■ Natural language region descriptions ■
= Beginning of Section =
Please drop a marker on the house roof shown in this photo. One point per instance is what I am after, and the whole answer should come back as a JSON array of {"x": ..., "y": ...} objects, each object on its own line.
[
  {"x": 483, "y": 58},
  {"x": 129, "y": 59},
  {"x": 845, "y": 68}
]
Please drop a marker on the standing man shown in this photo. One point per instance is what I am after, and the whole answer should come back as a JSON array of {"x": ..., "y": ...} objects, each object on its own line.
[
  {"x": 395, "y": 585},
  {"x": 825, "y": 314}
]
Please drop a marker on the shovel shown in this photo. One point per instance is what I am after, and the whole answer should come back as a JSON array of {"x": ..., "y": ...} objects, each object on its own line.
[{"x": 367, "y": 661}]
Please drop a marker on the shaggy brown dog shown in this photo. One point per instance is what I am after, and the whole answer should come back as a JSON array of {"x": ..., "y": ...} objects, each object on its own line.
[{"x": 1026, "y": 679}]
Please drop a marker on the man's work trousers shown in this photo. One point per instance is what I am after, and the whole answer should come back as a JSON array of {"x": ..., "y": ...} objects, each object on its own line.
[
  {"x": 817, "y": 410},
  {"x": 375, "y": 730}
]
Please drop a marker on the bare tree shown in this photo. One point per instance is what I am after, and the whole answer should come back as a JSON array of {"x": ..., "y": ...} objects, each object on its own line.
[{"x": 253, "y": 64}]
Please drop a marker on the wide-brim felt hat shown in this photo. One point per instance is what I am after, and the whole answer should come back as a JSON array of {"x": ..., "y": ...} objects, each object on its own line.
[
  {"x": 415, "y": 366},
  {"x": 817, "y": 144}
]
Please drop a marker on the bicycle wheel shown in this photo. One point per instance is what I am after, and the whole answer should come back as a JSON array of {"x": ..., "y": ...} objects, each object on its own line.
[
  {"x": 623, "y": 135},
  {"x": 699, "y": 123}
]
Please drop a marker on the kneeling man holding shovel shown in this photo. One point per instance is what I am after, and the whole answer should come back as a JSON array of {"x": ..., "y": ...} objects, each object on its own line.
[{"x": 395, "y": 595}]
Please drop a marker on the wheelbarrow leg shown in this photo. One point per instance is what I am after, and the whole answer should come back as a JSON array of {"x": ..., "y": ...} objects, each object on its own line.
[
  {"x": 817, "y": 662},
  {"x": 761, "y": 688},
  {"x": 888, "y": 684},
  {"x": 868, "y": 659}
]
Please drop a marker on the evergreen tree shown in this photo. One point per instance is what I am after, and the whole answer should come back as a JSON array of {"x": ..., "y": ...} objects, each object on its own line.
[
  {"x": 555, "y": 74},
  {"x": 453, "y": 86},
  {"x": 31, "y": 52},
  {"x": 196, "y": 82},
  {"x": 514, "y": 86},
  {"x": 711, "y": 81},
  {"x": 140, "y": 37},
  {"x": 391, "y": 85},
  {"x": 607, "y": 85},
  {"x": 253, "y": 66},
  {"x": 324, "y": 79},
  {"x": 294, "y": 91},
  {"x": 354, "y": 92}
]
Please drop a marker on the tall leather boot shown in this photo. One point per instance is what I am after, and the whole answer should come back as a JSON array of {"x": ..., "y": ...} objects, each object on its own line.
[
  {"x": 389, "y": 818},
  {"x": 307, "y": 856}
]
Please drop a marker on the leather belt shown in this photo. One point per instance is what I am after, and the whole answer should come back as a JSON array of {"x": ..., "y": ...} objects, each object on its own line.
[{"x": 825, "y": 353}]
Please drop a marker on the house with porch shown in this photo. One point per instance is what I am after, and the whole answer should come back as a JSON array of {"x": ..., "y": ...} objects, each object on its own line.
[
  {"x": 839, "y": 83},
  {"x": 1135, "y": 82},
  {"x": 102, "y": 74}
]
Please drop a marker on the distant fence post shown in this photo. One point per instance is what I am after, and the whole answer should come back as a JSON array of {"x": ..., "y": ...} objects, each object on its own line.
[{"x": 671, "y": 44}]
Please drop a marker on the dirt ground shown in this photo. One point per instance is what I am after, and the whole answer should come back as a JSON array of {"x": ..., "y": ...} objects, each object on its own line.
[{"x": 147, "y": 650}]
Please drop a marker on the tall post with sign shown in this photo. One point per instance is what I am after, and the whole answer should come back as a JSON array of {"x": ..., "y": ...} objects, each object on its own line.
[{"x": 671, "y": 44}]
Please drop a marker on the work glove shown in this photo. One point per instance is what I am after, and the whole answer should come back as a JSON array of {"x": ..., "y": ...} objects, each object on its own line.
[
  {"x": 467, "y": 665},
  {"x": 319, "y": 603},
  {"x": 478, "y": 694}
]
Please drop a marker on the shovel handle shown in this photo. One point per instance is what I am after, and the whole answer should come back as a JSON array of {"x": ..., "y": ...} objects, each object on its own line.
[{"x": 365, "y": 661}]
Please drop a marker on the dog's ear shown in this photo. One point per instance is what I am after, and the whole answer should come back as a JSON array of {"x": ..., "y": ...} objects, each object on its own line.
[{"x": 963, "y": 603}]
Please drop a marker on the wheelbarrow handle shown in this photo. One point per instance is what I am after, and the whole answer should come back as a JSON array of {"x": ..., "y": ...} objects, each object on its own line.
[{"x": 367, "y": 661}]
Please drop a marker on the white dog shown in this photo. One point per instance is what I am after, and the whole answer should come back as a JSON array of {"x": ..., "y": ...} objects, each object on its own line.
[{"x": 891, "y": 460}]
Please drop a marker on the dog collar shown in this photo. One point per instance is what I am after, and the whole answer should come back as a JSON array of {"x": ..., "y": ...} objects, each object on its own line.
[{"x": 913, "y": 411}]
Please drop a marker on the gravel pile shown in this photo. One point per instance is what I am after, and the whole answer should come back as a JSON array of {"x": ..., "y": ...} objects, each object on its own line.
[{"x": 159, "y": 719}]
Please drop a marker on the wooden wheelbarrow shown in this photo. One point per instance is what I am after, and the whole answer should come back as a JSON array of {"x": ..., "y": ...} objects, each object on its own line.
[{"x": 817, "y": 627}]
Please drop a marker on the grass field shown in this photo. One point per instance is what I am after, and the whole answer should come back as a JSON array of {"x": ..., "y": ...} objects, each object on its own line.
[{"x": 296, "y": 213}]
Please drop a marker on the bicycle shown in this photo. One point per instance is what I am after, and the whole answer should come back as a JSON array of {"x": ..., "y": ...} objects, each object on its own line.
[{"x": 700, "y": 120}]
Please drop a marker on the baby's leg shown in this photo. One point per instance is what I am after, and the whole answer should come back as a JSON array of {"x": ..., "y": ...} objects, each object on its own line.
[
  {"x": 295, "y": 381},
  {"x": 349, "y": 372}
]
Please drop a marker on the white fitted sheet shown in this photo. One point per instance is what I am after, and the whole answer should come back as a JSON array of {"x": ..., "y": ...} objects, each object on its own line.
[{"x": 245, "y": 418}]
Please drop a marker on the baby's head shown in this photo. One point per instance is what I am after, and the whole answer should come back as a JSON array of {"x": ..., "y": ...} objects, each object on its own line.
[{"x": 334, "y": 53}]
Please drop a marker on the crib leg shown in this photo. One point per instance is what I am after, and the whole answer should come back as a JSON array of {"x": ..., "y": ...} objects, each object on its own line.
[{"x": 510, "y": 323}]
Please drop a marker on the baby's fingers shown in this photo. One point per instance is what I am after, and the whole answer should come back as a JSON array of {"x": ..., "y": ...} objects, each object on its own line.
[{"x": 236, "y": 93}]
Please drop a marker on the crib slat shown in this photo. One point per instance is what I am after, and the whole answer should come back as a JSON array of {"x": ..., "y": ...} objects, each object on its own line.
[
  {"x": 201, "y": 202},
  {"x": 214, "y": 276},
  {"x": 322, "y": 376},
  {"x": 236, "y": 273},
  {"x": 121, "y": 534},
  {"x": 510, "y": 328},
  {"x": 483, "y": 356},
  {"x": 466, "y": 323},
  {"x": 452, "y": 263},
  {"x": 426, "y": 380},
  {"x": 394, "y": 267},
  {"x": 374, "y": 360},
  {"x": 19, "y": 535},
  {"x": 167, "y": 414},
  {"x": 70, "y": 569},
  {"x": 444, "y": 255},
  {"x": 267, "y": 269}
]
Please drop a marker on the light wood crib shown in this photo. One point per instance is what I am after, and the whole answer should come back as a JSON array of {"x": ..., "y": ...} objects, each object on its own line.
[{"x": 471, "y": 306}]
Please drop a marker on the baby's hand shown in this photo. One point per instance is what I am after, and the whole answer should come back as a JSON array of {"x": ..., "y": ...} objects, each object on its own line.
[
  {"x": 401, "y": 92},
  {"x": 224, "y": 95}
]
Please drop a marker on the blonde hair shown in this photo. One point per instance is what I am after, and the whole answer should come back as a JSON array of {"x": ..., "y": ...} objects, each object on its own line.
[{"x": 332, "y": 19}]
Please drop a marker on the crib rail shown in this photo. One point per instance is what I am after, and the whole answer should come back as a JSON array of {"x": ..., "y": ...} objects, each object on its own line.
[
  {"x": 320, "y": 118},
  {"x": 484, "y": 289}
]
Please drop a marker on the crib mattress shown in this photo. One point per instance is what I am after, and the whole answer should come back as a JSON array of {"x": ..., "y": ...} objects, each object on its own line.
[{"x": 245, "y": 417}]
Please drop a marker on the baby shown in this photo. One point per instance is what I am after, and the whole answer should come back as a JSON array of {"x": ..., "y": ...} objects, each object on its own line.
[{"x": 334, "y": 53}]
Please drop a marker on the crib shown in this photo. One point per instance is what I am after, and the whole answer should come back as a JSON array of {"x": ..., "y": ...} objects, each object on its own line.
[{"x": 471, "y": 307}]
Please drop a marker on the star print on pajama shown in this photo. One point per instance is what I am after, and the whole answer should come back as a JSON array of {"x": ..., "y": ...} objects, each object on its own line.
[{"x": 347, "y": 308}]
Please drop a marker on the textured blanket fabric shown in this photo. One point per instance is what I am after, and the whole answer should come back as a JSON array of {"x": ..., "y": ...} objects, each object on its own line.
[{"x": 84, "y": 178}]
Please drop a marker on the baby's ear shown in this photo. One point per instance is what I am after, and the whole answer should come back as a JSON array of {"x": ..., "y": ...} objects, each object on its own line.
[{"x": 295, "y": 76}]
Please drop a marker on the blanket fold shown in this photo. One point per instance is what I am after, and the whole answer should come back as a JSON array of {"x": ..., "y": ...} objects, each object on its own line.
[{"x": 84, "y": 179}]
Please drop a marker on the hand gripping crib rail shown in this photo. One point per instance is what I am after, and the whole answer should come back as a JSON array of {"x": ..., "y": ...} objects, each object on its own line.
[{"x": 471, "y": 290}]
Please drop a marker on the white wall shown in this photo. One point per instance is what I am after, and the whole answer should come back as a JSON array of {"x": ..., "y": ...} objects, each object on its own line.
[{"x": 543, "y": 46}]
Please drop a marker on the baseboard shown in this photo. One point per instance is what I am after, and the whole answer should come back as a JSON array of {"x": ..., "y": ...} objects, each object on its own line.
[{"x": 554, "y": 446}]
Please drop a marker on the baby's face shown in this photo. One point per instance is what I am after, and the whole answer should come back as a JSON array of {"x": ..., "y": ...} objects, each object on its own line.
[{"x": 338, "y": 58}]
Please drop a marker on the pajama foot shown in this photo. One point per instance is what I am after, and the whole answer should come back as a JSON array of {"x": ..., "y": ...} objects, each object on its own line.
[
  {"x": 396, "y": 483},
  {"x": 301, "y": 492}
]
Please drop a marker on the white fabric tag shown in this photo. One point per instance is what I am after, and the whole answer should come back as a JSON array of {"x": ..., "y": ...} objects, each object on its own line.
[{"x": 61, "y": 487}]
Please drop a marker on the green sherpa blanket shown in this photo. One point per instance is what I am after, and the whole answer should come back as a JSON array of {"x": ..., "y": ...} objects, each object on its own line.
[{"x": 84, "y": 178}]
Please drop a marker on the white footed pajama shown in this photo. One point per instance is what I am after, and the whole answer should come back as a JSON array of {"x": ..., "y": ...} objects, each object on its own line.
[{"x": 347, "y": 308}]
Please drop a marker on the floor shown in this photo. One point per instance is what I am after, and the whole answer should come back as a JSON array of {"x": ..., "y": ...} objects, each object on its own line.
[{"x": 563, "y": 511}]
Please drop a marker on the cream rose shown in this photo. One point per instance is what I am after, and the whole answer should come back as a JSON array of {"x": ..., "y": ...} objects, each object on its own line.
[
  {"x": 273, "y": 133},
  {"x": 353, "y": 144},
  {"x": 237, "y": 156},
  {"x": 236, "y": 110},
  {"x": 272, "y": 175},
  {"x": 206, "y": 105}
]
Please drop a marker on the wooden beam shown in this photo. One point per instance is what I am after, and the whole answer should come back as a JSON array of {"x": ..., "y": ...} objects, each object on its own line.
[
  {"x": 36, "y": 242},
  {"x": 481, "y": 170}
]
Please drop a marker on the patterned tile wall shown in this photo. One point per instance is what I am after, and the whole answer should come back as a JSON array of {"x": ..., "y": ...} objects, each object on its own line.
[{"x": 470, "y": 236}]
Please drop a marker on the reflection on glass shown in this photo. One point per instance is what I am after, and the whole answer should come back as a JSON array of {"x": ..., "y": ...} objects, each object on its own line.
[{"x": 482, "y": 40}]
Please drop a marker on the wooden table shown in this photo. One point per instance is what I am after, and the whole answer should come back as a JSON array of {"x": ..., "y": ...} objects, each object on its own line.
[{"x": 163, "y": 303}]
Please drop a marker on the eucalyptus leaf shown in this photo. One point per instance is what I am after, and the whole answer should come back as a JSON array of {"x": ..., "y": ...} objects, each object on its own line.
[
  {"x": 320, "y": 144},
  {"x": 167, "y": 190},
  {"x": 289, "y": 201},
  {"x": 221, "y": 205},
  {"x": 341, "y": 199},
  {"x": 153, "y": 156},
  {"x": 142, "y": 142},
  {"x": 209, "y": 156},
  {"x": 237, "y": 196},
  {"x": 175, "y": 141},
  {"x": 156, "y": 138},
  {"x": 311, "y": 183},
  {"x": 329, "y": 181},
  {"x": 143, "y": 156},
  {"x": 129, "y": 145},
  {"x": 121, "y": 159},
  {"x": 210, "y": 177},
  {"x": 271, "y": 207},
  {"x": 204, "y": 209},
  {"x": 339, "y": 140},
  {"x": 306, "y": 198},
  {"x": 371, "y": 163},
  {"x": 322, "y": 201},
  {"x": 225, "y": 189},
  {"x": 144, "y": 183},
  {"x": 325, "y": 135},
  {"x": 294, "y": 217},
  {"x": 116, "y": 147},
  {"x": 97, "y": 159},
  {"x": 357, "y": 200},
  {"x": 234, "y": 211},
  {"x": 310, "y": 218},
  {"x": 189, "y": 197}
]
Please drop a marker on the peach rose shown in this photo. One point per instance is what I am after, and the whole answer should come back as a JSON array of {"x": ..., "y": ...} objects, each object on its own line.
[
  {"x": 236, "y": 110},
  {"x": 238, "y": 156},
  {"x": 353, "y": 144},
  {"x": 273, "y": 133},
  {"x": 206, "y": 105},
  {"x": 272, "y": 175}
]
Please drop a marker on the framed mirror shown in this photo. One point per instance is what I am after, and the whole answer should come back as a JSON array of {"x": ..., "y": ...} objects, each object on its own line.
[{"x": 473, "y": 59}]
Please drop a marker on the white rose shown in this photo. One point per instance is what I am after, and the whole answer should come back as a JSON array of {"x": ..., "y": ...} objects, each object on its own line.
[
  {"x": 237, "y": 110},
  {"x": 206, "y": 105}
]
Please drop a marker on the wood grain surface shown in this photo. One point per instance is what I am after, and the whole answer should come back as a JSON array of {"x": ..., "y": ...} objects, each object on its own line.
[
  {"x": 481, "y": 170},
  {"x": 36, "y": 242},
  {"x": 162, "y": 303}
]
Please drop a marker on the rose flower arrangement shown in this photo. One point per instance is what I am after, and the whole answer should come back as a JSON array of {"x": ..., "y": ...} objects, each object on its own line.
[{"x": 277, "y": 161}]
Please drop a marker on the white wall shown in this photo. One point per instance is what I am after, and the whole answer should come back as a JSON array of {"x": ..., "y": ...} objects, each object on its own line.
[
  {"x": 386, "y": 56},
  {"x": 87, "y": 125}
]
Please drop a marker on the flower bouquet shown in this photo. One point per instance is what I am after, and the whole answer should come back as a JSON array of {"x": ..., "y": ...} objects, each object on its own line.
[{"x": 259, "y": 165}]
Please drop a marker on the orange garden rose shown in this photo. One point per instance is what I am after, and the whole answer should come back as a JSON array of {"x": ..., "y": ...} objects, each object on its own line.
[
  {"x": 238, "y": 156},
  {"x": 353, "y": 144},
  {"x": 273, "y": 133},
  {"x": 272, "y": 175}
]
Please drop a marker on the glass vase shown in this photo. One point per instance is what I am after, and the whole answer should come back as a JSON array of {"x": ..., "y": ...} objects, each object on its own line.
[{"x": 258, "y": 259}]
= End of Section =
■ INSTRUCTIONS FOR THE TASK ■
From the line holding "Please drop a marker on the orange" to the last line of the records, quote each line exactly and add nothing.

■ YOUR SOLUTION ■
Please drop a marker on the orange garden rose shown in this photo. One point per instance is what I am after, and the whole answer should come back as a JSON array of {"x": ..., "y": ...} objects, each object on its own line.
[
  {"x": 238, "y": 156},
  {"x": 353, "y": 144},
  {"x": 273, "y": 133},
  {"x": 272, "y": 175}
]
Please drop a marker on the glass vase shown in this photo. One point per instance is what I am after, and the whole answer should come back as a JSON array of {"x": ..., "y": ...} objects, each object on its own line.
[{"x": 258, "y": 259}]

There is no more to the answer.